EXERCISE OBJECTIVE » Return each line from the entries below that contains the word "hoodie", copying it in full.

STORED DATA »

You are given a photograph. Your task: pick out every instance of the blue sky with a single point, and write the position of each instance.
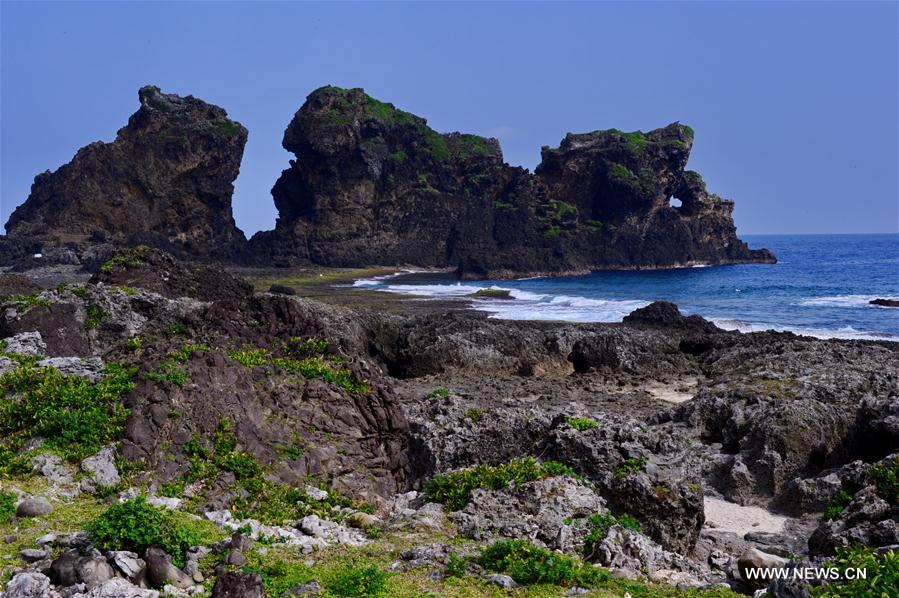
---
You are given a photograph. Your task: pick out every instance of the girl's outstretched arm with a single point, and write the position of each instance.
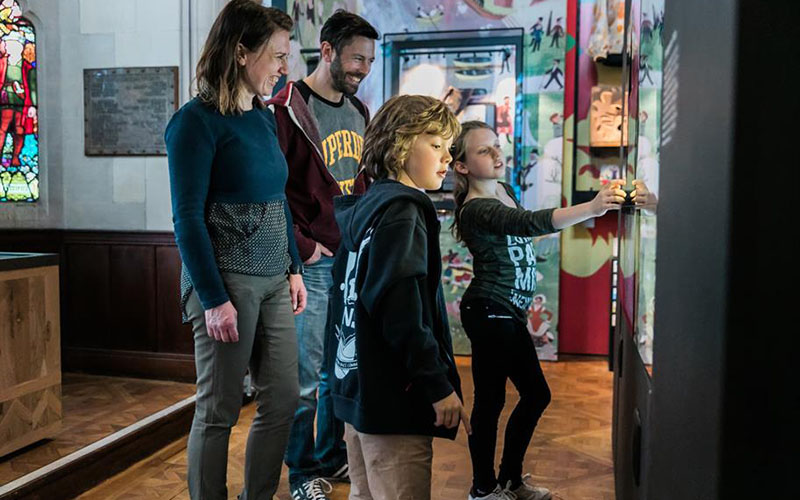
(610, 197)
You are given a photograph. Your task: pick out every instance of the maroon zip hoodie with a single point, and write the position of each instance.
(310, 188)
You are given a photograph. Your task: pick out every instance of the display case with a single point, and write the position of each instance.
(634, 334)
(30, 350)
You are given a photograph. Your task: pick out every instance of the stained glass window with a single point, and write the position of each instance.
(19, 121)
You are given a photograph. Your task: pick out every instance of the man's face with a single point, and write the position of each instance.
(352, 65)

RESULT BELOW »
You are given a photograph. Your task: pick out every instance of the maroon zip hoodie with a single point, and write the position of each instance.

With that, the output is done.